◆ WHAT TO DO
Please decide whether each of these statements agrees with the passage on employer health plan costs, answering yes or no and quoting the words that settle it: (a) The 2014 average cost per employee for large employers was $11,641. (b) Mercer’s survey asks employers about the health risks in their populations. (c) Average cost is always highest in the South.

◆ DOCUMENT PASSAGE
We collect a lot of data in Mercer’s National Survey of Employer-Sponsored Health Plans (as those of you who have taken the survey well know — sorry and thank you!), but each year the number we look at first and most closely is the average annual health plan cost per employee. After almost 30 years of studying health benefit cost, we’ve found there are certain trends so predictable that you don’t even think about them anymore. For example, average cost will always be lowest in the South and highest in the Northeast or West. If it’s not, check your work — you’ve mislabeled the data.
That’s why we worried about the so-called “Cadillac tax” from the beginning. It was clear to us that factors other than a rich plan design affect plan cost. Geographic location is one, but employers with older workforces also have higher cost. (Our survey doesn’t ask employers about the health risks in their populations, but in general, older people use more health care.) In addition, per-employee cost rises when more employees elect dependent coverage. This graph shows the 2014 average cost per employee for large employers — $11,641 — and how it varies based on location, employee age, and dependent coverage election.

◆ RECORDS
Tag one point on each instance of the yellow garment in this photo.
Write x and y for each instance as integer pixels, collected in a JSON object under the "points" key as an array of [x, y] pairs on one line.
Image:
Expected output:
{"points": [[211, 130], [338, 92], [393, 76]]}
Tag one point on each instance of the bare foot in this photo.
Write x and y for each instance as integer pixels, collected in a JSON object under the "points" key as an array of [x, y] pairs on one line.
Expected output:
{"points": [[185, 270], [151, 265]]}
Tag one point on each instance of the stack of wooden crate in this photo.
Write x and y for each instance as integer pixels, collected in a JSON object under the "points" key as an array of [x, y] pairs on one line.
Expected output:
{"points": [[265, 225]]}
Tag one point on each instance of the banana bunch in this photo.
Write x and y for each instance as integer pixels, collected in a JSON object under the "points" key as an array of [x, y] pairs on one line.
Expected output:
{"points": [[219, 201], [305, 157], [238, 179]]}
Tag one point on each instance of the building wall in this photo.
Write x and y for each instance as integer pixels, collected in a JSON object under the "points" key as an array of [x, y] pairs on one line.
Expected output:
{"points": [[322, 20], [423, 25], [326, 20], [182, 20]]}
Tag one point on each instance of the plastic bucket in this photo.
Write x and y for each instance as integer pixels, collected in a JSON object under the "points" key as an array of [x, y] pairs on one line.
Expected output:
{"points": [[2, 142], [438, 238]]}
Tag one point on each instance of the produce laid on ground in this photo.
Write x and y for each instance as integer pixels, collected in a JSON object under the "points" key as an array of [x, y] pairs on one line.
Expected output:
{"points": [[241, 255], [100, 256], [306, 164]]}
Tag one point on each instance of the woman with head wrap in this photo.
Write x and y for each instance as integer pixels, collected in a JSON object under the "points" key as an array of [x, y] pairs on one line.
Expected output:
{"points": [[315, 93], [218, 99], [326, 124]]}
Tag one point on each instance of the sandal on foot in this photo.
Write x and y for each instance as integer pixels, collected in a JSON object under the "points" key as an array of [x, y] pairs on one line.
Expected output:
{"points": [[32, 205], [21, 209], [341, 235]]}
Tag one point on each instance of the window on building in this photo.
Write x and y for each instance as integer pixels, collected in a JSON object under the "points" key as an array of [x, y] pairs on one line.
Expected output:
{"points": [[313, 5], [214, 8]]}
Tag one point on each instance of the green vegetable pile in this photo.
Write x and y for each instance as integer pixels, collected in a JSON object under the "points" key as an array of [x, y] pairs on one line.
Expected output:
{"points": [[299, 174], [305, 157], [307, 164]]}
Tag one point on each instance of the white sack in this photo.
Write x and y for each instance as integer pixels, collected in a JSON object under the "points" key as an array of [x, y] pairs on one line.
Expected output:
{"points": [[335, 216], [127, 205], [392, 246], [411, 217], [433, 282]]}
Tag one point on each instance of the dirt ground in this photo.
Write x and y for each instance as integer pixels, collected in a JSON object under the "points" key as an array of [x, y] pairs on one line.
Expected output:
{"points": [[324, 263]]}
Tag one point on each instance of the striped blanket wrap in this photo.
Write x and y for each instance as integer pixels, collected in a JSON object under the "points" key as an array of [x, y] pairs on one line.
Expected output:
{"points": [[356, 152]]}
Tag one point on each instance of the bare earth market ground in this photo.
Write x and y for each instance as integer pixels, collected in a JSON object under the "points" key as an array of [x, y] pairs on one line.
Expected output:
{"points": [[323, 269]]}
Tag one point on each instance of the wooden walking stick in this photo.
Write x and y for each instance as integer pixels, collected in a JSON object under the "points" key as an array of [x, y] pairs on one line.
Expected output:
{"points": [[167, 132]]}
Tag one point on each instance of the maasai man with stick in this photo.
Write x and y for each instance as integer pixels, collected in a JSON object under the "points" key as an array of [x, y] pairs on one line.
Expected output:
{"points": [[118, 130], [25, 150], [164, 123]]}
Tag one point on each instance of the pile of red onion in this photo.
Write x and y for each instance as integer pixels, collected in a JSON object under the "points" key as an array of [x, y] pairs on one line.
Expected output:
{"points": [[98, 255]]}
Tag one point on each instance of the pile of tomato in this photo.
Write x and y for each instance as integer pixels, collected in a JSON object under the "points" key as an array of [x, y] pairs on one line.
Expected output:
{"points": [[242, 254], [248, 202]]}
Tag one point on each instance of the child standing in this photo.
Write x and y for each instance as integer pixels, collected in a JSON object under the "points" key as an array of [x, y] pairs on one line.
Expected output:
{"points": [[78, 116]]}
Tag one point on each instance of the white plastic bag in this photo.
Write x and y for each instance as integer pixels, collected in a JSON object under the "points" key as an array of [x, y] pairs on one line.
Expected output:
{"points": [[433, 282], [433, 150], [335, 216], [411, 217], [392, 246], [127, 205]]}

◆ EXERCISE RESPONSE
(a) Yes: "This graph shows the 2014 average cost per employee for large employers — $11,641"
(b) No: "Our survey doesn’t ask employers about the health risks in their populations"
(c) No: "average cost will always be lowest in the South and highest in the Northeast or West"